Promises of legislative reform on the part of governments that have similarly operated on the presumption, and towards the enactment, of Indigenous elimination are also likely to remain partial, if history is anything to go by. The overarching pattern of relations between governments, mining companies and sovereign First Nations peoples seems self-evidently to bear this out. The prevailing heritage-protection regimes in Western Australia and beyond, as numerous submissions to the federal parliamentary inquiry have emphasised, are heavily stacked in favour of non-Indigenous economic interests at the expense of Indigenous rights to land, culture and heritage. The Banjima people in the Pilbara, for example, could lose up to eighty-six significant sites in BHP’s planned (but ‘paused’) South Flank expansion (the destruction of forty sites was approved five days after the destruction of Juukan Gorge). Banjima representatives told the inquiry that Indigenous owners have ‘no choice’ but to ‘trade away their heritage’ to mining companies. In the absence of a right of veto, their ‘choice’ is a Hobson’s choice: accept the mine with whatever agreement is on offer, or have the mine imposed without any agreement at all. 

Worse still, such agreements often contain ‘gag’ clauses preventing Indigenous owners from publicly raising concerns about mining companies’ destructive behaviour, while the current WA Aboriginal Heritage Act grants them no right of appeal. Indeed, recent revelations regarding Rio Tinto’s preparations against a potential injunction in the days leading up to the Juukan Gorge destruction suggest that the company was relying on just such a provision—the so-called ‘non-disparagement clause’ in the company’s agreement with the Indigenous owners—to prevent the PKKP from speaking out in a last-ditch attempt to protect the caves.

RECORD EXCERPTS

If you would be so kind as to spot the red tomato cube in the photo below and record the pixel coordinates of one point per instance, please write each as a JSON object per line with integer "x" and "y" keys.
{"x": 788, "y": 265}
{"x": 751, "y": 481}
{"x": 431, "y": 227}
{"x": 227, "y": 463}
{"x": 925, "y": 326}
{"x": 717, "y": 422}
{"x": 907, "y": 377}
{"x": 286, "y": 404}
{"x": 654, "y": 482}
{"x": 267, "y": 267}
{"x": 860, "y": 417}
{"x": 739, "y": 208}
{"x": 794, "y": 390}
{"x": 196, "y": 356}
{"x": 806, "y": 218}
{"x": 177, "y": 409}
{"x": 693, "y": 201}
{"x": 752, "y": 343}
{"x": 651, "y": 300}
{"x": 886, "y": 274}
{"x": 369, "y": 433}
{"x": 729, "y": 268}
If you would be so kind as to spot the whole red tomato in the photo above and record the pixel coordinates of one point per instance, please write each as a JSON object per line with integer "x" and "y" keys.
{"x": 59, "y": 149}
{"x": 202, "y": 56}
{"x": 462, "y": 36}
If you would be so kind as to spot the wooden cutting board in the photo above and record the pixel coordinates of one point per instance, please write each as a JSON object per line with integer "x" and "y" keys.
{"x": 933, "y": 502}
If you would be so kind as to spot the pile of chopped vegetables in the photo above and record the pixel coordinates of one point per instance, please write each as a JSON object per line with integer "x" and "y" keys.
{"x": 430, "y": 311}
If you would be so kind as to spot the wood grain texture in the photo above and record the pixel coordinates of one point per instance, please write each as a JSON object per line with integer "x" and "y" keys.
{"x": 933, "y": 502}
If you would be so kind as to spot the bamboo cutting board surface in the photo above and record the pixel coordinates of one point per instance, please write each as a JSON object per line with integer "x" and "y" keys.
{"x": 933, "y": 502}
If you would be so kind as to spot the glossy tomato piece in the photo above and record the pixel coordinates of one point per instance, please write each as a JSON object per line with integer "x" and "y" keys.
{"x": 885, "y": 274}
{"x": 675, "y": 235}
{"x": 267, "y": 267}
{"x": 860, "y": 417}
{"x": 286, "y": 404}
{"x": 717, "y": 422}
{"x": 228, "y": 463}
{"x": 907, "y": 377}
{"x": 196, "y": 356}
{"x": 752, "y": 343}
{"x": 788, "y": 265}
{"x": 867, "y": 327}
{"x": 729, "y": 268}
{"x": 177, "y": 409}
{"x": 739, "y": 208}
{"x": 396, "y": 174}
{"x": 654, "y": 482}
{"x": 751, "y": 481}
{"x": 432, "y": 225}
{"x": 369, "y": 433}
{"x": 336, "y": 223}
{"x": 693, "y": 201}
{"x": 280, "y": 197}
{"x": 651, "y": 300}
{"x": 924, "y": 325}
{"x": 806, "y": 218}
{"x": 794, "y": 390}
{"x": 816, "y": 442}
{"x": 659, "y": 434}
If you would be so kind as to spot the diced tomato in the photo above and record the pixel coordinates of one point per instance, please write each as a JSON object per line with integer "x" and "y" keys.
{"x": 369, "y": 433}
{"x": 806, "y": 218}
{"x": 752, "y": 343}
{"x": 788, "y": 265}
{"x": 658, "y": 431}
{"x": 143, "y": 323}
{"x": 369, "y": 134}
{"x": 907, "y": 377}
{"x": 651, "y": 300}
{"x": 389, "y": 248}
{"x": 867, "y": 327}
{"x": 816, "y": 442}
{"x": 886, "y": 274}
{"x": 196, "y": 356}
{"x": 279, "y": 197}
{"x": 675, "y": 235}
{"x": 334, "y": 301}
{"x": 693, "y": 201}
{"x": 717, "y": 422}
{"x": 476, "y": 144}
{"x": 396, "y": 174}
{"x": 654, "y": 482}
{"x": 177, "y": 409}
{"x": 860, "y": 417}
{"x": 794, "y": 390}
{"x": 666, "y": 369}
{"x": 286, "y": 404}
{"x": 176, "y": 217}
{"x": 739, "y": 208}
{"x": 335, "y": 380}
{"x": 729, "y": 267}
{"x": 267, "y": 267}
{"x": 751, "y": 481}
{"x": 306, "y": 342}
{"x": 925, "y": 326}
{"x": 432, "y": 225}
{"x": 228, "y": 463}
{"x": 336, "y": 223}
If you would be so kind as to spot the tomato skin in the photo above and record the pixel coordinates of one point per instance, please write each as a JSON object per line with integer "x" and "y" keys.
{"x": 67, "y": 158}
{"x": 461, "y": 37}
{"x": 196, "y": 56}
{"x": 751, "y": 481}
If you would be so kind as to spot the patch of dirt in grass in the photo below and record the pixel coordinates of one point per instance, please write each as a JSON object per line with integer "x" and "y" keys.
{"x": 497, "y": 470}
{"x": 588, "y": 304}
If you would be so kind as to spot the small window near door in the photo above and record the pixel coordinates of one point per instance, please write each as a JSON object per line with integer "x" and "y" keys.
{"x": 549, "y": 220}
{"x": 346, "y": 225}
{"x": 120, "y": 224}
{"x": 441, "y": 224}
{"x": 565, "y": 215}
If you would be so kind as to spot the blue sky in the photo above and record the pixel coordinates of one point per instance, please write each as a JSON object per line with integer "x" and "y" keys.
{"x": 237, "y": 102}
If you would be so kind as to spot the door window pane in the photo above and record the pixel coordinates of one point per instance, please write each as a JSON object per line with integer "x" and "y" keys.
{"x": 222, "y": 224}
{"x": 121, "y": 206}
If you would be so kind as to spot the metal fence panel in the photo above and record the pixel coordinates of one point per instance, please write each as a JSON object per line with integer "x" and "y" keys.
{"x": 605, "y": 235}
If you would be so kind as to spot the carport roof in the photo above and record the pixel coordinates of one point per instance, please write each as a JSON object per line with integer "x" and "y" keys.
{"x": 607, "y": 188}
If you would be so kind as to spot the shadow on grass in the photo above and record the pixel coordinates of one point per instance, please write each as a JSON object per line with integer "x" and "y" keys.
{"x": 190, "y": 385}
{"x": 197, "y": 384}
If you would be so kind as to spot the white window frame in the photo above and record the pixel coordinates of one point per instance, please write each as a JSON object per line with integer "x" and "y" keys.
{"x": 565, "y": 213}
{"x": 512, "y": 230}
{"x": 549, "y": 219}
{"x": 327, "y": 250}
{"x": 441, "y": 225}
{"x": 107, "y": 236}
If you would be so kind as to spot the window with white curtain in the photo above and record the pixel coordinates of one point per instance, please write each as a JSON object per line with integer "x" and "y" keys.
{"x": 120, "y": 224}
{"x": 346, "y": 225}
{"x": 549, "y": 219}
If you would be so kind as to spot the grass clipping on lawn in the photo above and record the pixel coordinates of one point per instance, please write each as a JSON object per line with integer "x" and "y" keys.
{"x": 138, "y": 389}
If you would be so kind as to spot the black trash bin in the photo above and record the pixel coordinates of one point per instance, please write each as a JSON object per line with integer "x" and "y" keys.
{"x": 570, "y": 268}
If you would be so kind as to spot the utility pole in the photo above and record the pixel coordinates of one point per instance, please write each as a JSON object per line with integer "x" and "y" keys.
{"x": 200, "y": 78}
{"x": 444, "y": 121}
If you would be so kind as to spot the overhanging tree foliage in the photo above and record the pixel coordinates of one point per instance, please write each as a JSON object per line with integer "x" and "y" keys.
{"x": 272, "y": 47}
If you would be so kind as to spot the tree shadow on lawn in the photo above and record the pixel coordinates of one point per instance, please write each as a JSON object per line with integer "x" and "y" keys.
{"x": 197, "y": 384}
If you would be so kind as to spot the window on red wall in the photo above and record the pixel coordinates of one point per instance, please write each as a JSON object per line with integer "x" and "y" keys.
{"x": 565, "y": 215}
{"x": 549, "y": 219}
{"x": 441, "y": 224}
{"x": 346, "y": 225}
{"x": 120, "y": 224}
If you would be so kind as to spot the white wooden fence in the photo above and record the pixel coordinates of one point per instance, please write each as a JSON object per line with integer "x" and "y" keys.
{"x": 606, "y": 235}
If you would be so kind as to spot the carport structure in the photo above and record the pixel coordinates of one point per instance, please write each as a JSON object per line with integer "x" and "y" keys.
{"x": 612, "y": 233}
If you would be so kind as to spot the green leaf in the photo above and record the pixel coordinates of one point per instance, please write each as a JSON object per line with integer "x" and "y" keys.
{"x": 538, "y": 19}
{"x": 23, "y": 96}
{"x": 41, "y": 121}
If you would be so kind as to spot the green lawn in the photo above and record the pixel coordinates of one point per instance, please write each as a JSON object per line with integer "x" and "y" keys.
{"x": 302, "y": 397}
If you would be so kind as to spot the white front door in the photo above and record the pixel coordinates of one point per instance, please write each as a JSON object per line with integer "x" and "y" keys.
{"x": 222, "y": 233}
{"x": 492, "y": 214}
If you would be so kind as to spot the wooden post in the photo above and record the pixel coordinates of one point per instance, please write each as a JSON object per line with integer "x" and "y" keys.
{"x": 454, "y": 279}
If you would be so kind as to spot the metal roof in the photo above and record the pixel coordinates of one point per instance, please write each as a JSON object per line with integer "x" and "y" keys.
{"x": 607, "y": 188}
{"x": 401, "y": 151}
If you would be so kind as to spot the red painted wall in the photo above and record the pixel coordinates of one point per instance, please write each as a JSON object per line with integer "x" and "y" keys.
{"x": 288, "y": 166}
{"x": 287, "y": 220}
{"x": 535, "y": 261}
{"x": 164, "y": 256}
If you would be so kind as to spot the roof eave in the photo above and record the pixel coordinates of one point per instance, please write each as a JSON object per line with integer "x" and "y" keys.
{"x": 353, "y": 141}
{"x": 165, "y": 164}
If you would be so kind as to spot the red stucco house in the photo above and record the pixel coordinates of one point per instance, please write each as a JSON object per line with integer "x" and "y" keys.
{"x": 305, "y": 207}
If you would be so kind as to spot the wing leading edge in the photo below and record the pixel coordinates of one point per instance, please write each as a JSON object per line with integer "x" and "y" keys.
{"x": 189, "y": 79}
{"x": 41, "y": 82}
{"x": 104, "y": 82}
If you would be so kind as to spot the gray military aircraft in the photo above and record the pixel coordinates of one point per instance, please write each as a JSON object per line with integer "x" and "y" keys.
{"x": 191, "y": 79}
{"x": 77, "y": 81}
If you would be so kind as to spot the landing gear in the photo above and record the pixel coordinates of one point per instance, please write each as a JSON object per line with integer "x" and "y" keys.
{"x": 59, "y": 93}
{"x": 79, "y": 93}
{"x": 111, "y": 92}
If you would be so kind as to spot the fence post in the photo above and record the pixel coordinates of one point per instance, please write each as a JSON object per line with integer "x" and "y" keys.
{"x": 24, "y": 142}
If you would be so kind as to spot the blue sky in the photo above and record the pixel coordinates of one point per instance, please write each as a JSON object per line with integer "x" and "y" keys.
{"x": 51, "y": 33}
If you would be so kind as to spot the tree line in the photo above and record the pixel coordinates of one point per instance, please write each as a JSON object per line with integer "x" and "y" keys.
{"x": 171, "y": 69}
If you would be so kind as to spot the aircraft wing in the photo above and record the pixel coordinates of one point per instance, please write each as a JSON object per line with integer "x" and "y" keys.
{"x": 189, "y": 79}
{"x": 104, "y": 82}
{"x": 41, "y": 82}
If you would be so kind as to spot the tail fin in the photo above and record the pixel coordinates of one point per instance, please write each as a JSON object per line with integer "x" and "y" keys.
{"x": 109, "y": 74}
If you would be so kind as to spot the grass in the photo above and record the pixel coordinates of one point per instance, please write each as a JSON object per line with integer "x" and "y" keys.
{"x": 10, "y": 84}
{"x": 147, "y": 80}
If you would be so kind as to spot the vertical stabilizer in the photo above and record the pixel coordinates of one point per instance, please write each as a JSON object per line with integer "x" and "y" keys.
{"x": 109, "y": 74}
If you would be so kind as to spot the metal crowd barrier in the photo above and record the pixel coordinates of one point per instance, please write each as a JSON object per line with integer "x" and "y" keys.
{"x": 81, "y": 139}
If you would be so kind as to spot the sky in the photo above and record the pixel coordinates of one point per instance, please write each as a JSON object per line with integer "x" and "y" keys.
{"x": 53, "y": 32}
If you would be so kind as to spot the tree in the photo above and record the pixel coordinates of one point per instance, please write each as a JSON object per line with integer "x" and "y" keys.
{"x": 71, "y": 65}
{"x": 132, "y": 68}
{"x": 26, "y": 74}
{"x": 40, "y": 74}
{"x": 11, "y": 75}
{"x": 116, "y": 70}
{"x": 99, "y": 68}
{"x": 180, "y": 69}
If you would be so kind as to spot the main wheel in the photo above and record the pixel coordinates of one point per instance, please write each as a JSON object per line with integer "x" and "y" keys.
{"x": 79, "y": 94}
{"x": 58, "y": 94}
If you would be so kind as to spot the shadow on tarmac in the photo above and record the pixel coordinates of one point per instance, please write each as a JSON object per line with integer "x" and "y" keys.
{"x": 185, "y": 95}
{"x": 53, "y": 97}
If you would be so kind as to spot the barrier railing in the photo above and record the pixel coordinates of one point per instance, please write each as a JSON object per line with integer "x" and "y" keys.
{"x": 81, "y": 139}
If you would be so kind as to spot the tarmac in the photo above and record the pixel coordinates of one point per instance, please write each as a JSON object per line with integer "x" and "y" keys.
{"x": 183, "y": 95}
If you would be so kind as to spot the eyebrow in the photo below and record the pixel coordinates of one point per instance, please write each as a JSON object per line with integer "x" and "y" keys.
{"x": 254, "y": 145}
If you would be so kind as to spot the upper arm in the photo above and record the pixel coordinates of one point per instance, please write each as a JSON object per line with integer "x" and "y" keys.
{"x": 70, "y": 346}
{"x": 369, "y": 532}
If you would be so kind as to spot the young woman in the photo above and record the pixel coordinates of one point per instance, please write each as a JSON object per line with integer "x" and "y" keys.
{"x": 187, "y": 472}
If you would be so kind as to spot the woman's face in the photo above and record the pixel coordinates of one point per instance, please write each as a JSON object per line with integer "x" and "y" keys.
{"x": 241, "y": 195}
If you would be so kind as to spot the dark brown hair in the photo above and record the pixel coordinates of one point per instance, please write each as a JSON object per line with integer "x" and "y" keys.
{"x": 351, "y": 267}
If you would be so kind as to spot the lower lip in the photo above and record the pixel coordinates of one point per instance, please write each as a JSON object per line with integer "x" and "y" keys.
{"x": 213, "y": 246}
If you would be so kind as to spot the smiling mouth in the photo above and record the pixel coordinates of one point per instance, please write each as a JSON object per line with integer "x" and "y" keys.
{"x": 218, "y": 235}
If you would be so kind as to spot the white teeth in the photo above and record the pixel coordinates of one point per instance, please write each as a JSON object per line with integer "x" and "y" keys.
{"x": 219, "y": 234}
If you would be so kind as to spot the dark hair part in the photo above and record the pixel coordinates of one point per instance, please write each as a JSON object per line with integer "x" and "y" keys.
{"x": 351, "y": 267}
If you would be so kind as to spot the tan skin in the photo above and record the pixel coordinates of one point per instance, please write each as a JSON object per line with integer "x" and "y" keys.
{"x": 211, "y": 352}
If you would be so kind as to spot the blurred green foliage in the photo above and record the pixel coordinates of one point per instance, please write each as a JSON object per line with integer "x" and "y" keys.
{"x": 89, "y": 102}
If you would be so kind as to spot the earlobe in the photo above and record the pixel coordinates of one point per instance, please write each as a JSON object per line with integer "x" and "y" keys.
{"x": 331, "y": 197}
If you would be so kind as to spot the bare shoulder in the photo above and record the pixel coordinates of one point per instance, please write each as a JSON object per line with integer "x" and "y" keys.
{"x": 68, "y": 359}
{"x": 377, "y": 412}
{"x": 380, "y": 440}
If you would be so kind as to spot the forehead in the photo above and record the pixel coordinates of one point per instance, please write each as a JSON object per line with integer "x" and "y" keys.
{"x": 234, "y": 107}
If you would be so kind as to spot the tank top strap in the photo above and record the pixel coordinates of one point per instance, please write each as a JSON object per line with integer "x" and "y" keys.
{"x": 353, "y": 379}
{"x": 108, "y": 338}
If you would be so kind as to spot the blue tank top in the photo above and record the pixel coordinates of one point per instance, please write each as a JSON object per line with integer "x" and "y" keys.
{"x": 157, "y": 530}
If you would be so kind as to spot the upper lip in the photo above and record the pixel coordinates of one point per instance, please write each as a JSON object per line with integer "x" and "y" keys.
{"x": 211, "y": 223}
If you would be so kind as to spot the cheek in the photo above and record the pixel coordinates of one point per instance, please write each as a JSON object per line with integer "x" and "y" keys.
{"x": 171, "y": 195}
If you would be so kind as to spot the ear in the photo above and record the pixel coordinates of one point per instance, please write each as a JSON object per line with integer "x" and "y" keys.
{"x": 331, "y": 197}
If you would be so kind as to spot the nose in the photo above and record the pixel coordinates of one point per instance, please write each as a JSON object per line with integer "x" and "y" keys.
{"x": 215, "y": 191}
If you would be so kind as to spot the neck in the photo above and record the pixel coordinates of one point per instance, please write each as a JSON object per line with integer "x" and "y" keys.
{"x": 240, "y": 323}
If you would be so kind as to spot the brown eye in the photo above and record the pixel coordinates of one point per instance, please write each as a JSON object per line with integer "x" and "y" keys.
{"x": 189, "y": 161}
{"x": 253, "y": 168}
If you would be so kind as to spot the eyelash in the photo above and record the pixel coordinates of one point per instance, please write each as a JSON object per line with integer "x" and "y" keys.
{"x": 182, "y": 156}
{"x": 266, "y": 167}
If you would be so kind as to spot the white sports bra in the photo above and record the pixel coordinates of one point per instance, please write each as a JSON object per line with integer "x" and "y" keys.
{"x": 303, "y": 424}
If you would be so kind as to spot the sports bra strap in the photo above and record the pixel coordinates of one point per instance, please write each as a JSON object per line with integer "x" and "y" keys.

WHAT IS ASKED
Reproduce the passage of the text on Indigenous heritage and mining between "Worse still, such" and "protect the caves.", inclusive. Rely solely on the text about Indigenous heritage and mining when responding.

SOLUTION FOR THIS EXERCISE
Worse still, such agreements often contain ‘gag’ clauses preventing Indigenous owners from publicly raising concerns about mining companies’ destructive behaviour, while the current WA Aboriginal Heritage Act grants them no right of appeal. Indeed, recent revelations regarding Rio Tinto’s preparations against a potential injunction in the days leading up to the Juukan Gorge destruction suggest that the company was relying on just such a provision—the so-called ‘non-disparagement clause’ in the company’s agreement with the Indigenous owners—to prevent the PKKP from speaking out in a last-ditch attempt to protect the caves.